> WHAT THE EXERCISE ASKS:
From the data below, give the number of lines holding the word "baseboard", with nothing else added.

Collected data entries:
* * * * * * *
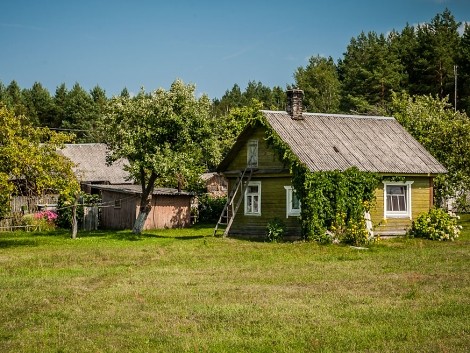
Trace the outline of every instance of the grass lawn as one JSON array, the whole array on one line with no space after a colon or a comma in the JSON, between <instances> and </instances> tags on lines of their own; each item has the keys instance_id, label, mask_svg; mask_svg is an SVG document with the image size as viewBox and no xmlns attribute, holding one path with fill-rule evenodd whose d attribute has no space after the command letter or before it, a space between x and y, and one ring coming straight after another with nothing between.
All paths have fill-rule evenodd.
<instances>
[{"instance_id":1,"label":"grass lawn","mask_svg":"<svg viewBox=\"0 0 470 353\"><path fill-rule=\"evenodd\" d=\"M0 233L0 352L468 352L455 242Z\"/></svg>"}]
</instances>

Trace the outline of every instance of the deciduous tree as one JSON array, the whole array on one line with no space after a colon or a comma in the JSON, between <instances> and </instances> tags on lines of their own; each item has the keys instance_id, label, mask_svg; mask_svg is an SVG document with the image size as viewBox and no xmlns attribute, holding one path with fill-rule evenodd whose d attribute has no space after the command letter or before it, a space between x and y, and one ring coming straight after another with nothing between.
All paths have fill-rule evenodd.
<instances>
[{"instance_id":1,"label":"deciduous tree","mask_svg":"<svg viewBox=\"0 0 470 353\"><path fill-rule=\"evenodd\" d=\"M77 191L72 163L56 152L70 136L34 127L5 106L0 106L0 125L0 216L8 212L15 192Z\"/></svg>"},{"instance_id":2,"label":"deciduous tree","mask_svg":"<svg viewBox=\"0 0 470 353\"><path fill-rule=\"evenodd\" d=\"M439 177L439 197L470 190L470 119L447 98L394 94L392 114L449 171Z\"/></svg>"},{"instance_id":3,"label":"deciduous tree","mask_svg":"<svg viewBox=\"0 0 470 353\"><path fill-rule=\"evenodd\" d=\"M134 233L143 229L156 183L167 186L177 180L181 184L217 162L211 103L206 96L196 98L194 90L193 85L176 80L168 91L111 99L104 124L110 160L127 158L142 187Z\"/></svg>"}]
</instances>

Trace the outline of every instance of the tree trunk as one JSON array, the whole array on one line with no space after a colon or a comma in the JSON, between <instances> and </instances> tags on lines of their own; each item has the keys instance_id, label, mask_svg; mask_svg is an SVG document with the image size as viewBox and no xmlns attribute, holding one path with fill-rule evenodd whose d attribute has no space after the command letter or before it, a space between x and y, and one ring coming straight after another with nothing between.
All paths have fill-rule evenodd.
<instances>
[{"instance_id":1,"label":"tree trunk","mask_svg":"<svg viewBox=\"0 0 470 353\"><path fill-rule=\"evenodd\" d=\"M75 201L73 202L72 207L72 239L77 238L77 204L78 204L78 196L75 197Z\"/></svg>"},{"instance_id":2,"label":"tree trunk","mask_svg":"<svg viewBox=\"0 0 470 353\"><path fill-rule=\"evenodd\" d=\"M143 168L140 168L140 182L142 185L142 195L140 198L139 215L135 220L134 228L132 228L132 233L134 234L140 234L144 229L145 221L147 220L147 216L149 215L150 210L152 209L152 191L156 179L157 174L152 172L147 185L145 185L145 172Z\"/></svg>"},{"instance_id":3,"label":"tree trunk","mask_svg":"<svg viewBox=\"0 0 470 353\"><path fill-rule=\"evenodd\" d=\"M134 228L132 228L132 233L134 234L142 233L142 230L144 229L145 221L147 220L147 217L151 209L152 209L152 206L150 204L147 204L145 206L142 206L142 205L140 206L139 215L137 216L137 219L135 220Z\"/></svg>"}]
</instances>

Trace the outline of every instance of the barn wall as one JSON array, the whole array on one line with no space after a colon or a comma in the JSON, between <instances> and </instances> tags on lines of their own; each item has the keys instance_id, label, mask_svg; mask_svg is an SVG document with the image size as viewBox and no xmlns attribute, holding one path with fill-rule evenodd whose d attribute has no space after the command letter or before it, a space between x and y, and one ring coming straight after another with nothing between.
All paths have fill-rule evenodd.
<instances>
[{"instance_id":1,"label":"barn wall","mask_svg":"<svg viewBox=\"0 0 470 353\"><path fill-rule=\"evenodd\" d=\"M144 229L182 228L191 224L191 196L154 195Z\"/></svg>"},{"instance_id":2,"label":"barn wall","mask_svg":"<svg viewBox=\"0 0 470 353\"><path fill-rule=\"evenodd\" d=\"M139 197L108 190L102 190L101 197L102 202L109 205L101 209L101 228L132 229ZM121 200L120 207L115 206L115 200Z\"/></svg>"}]
</instances>

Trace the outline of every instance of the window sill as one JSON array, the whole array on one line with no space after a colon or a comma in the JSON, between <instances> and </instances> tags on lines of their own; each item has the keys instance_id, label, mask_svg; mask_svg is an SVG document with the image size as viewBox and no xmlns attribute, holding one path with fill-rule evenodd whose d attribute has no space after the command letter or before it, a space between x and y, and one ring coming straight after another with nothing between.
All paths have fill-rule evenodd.
<instances>
[{"instance_id":1,"label":"window sill","mask_svg":"<svg viewBox=\"0 0 470 353\"><path fill-rule=\"evenodd\" d=\"M300 217L300 213L289 213L287 214L287 218L289 217Z\"/></svg>"},{"instance_id":2,"label":"window sill","mask_svg":"<svg viewBox=\"0 0 470 353\"><path fill-rule=\"evenodd\" d=\"M389 218L409 218L411 219L411 215L409 214L386 214L385 219Z\"/></svg>"}]
</instances>

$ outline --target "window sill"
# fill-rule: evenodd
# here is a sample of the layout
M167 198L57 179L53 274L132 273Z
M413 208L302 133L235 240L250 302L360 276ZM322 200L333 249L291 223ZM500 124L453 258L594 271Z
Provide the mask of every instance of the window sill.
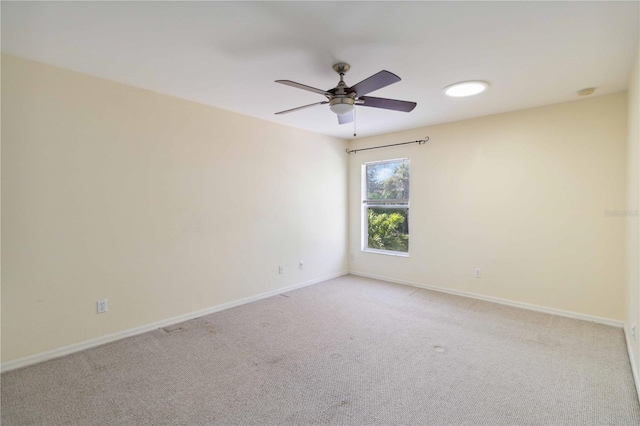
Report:
M366 253L373 253L373 254L384 254L386 256L409 257L409 253L403 253L400 251L376 250L376 249L369 249L369 248L362 249L362 251Z

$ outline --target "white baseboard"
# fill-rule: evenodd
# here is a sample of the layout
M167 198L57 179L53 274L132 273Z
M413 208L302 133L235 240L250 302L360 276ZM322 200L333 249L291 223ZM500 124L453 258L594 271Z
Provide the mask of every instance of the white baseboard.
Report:
M367 274L365 272L349 271L349 273L352 274L352 275L358 275L358 276L361 276L361 277L373 278L373 279L376 279L376 280L388 281L388 282L392 282L392 283L396 283L396 284L410 285L412 287L424 288L424 289L427 289L427 290L438 291L438 292L441 292L441 293L454 294L456 296L470 297L472 299L484 300L486 302L499 303L501 305L513 306L513 307L516 307L516 308L527 309L529 311L543 312L545 314L559 315L561 317L568 317L568 318L579 319L579 320L583 320L583 321L591 321L591 322L595 322L595 323L598 323L598 324L610 325L612 327L618 327L618 328L622 328L623 327L623 322L622 321L614 320L614 319L611 319L611 318L603 318L603 317L598 317L598 316L595 316L595 315L587 315L587 314L581 314L581 313L578 313L578 312L564 311L562 309L547 308L547 307L544 307L544 306L533 305L533 304L530 304L530 303L516 302L514 300L500 299L499 297L484 296L482 294L470 293L470 292L460 291L460 290L452 290L452 289L448 289L448 288L444 288L444 287L437 287L437 286L433 286L433 285L416 283L416 282L412 282L412 281L399 280L399 279L396 279L396 278L390 278L390 277L383 277L383 276L379 276L379 275Z
M294 284L288 287L267 291L265 293L260 293L255 296L245 297L243 299L235 300L233 302L223 303L221 305L216 305L211 308L202 309L200 311L191 312L189 314L179 315L177 317L168 318L166 320L157 321L157 322L146 324L136 328L131 328L129 330L123 330L117 333L107 334L105 336L96 337L94 339L85 340L83 342L74 343L72 345L63 346L61 348L53 349L50 351L37 353L24 358L18 358L13 361L3 362L2 365L0 365L0 371L4 372L9 370L15 370L16 368L26 367L28 365L36 364L38 362L59 358L61 356L69 355L74 352L79 352L85 349L104 345L105 343L124 339L125 337L135 336L137 334L146 333L147 331L156 330L161 327L167 327L169 325L178 324L184 321L188 321L190 319L198 318L203 315L209 315L214 312L224 311L225 309L234 308L236 306L255 302L260 299L266 299L267 297L272 297L278 294L286 293L288 291L296 290L302 287L307 287L313 284L317 284L333 278L341 277L347 274L348 272L339 272L337 274L327 275L321 278L316 278L314 280L305 281L305 282Z
M633 358L633 350L631 349L631 338L627 324L624 325L624 338L627 341L627 351L629 352L629 362L631 363L631 372L633 373L633 382L636 384L636 392L638 393L638 401L640 401L640 378L638 378L638 369Z

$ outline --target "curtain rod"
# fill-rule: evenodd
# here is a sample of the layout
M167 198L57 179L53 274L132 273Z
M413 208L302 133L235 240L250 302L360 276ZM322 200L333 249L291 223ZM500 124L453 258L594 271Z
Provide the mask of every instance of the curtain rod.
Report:
M424 145L428 141L429 141L429 136L425 136L424 139L420 139L420 140L417 140L417 141L411 141L411 142L392 143L391 145L372 146L371 148L361 148L361 149L349 149L349 148L347 148L347 154L351 154L351 153L355 154L358 151L368 151L370 149L388 148L390 146L408 145L410 143L417 143L418 145Z

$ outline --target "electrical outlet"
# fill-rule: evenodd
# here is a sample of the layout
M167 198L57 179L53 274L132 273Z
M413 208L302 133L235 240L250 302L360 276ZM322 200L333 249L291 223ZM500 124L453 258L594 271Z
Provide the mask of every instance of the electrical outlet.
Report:
M353 254L353 253L351 253L351 254L349 255L349 260L355 260L355 259L356 259L356 255L355 255L355 254Z
M482 278L482 273L480 272L480 268L476 268L476 278Z
M633 326L631 327L631 337L633 337L633 340L636 340L636 325L633 324Z
M107 312L107 299L98 300L98 313L103 314Z
M284 266L278 266L278 273L284 274Z
M304 262L301 260L300 263L298 264L298 267L300 269L304 269Z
* * * * * * *
> WRITTEN REPLY:
2